Closed yrodiere closed 21 hours ago
I can't find anything interesting in the OpenSearch logs, and metrics aren't exactly very precise... We can just see a spike during indexing:
My bet would be that the Hibernate Search indexing is pushing documents to the indexing queues at a higher rate than our previous ad-hoc indexing was, resulting in too much work being sent in parallel to OpenSearch. Then OpenSearch cannot keep up with the current resource constraints, and works end up waiting in the (OpenSearch) "indexing queue" (or however it's called) for too long (>30s), resulting in timeouts.
We could of course increase the timeout, but that would just hide the problem and waste memory: we obviously have too many documents in the OpenSearch indexing queue.
We could tune OpenSearch settings to improve throughput, but I don't know exactly what would be needed, so I think that would require too much investigation to be worth it. Though maybe raising the OpenShift CPU limit (not request) for OpenSearch would help, as it would allow higher spikes (and indexing definitely represents a spike).
Instead, I'd recommend at least lowering the parallelism (indexing queue count), and maybe also lowering the bulk size, so that treating a single bulk takes a shorter time, and a given bulk spends less time waiting in the OpenSearch indexing queue. Note these settings are environment specific and should be adjusted for staging and prod independently: OpenSearch has more resources on prod.

> _Exercise brief_: Carry on the discussion of OpenSearch indexing timeouts, picking up after its last sentence.

> _Data extract_:
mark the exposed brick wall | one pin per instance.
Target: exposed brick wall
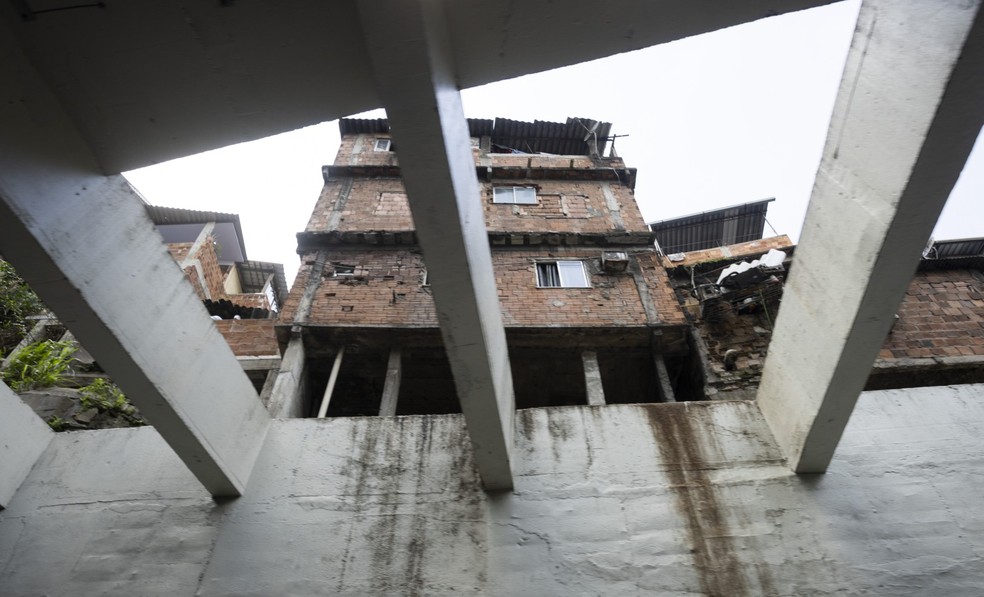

> _Final answer_:
That being said... I'm starting to wonder whether we'd want some form of backpressure handling in the Hibernate Search Elasticsearch indexing queues... ideally when we get an error like this, Hibernate Search would realize Elasticsearch is saturated, and would temporarily throttle its output. Maybe we need some sort of Flow
in there to do backpressure properly, but :x ... Anyway, do you think it would make sense to file a feature request for Hibernate Search @marko-bekhta ?
+1 and +1 and +1 😃
I had similar thoughts on the reason for this and the solution you are suggesting also makes sense to me. As for the feature in Search: it would be good to have something like that in. I've seen these Elasticsearch request failed: 30,000 milliseconds timeout on connection
in the past and it would've been great to have something that deals with it rather than adding custom code and making schema changes 😄 to make indexing go faster (which itself isn't the bad thing but still 😅).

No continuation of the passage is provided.